* start Given records *
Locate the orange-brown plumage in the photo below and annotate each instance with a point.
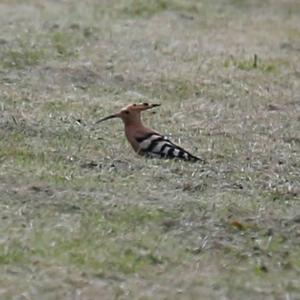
(146, 141)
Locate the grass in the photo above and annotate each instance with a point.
(83, 217)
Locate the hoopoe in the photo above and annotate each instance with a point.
(146, 141)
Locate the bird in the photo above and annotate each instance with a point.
(146, 141)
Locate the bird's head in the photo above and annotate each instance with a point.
(131, 113)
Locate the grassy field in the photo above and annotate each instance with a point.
(83, 217)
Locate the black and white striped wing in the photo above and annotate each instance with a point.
(156, 145)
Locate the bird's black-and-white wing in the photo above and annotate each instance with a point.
(156, 145)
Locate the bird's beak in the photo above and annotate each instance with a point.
(154, 105)
(107, 118)
(146, 106)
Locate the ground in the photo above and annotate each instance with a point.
(83, 217)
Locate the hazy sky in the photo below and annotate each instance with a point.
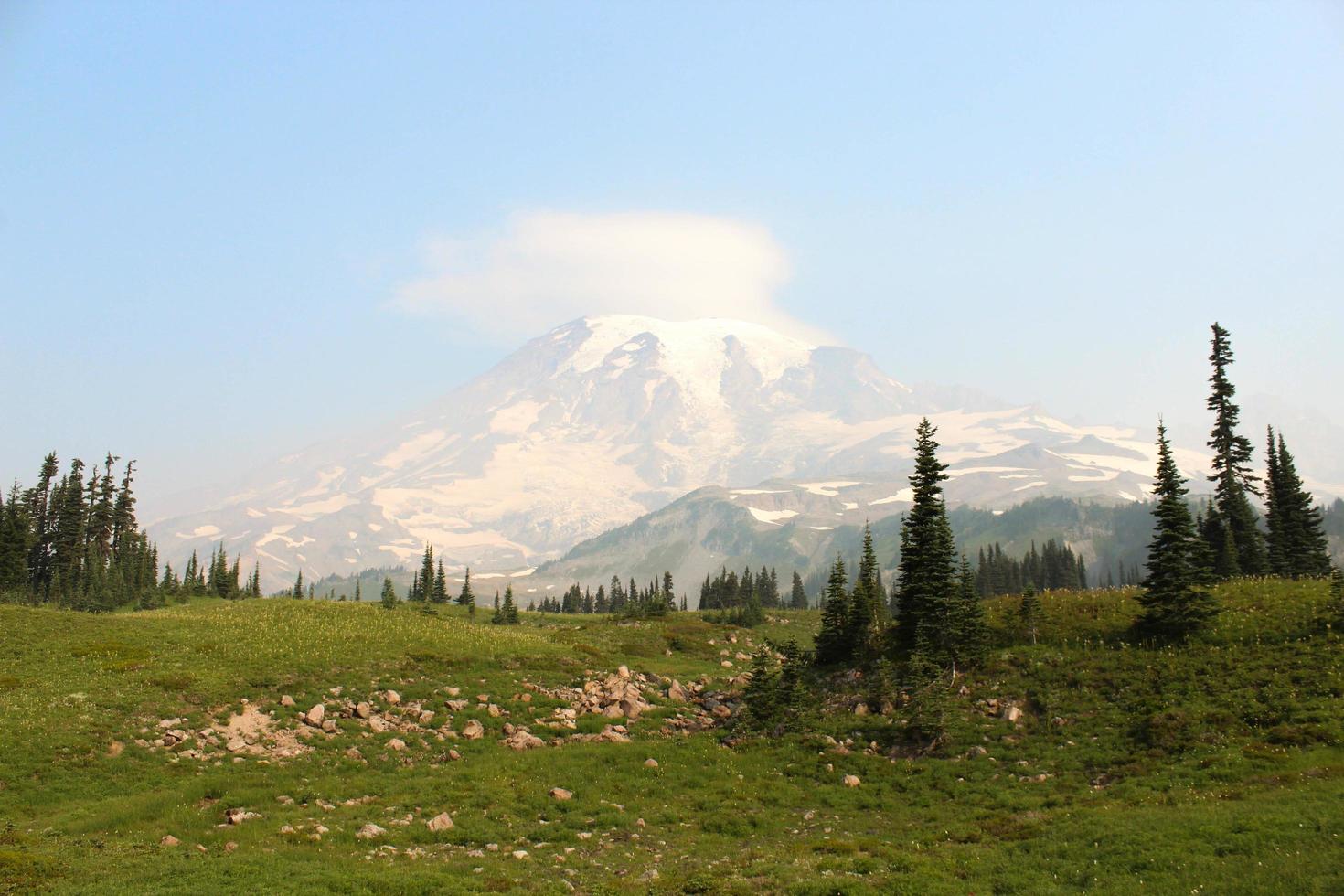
(229, 229)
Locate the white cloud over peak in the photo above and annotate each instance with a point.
(546, 268)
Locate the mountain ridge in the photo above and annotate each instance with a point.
(606, 418)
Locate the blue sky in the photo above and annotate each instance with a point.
(214, 218)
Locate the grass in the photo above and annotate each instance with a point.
(1212, 769)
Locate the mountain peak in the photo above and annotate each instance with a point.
(595, 423)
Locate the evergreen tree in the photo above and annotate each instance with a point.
(1174, 603)
(1029, 612)
(761, 695)
(832, 644)
(863, 620)
(389, 598)
(509, 610)
(798, 598)
(1301, 546)
(971, 627)
(928, 572)
(1232, 475)
(1275, 549)
(440, 594)
(15, 534)
(425, 581)
(466, 598)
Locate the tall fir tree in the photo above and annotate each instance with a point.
(1174, 604)
(1029, 612)
(440, 594)
(1232, 478)
(389, 598)
(797, 597)
(466, 598)
(1297, 544)
(971, 627)
(15, 534)
(928, 581)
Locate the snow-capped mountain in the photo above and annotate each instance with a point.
(608, 418)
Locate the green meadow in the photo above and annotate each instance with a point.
(1217, 767)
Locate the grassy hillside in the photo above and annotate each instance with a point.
(1212, 769)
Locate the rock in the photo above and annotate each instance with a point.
(612, 735)
(523, 739)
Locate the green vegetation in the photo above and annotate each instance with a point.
(1078, 763)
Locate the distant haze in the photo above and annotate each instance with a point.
(217, 249)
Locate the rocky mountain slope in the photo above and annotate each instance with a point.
(608, 418)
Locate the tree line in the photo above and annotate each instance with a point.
(934, 621)
(74, 541)
(1054, 567)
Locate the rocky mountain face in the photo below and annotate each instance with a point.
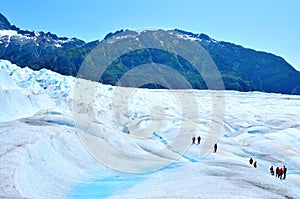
* end Given records *
• _Task instructions_: Return every line of the data above that contains the string "black", matching case exactly.

• _Task response_:
Locate the black and white striped wing in the photo above and annotate each instance with a point.
Locate the bird's black-and-white wing in the photo above and annotate each instance with a point.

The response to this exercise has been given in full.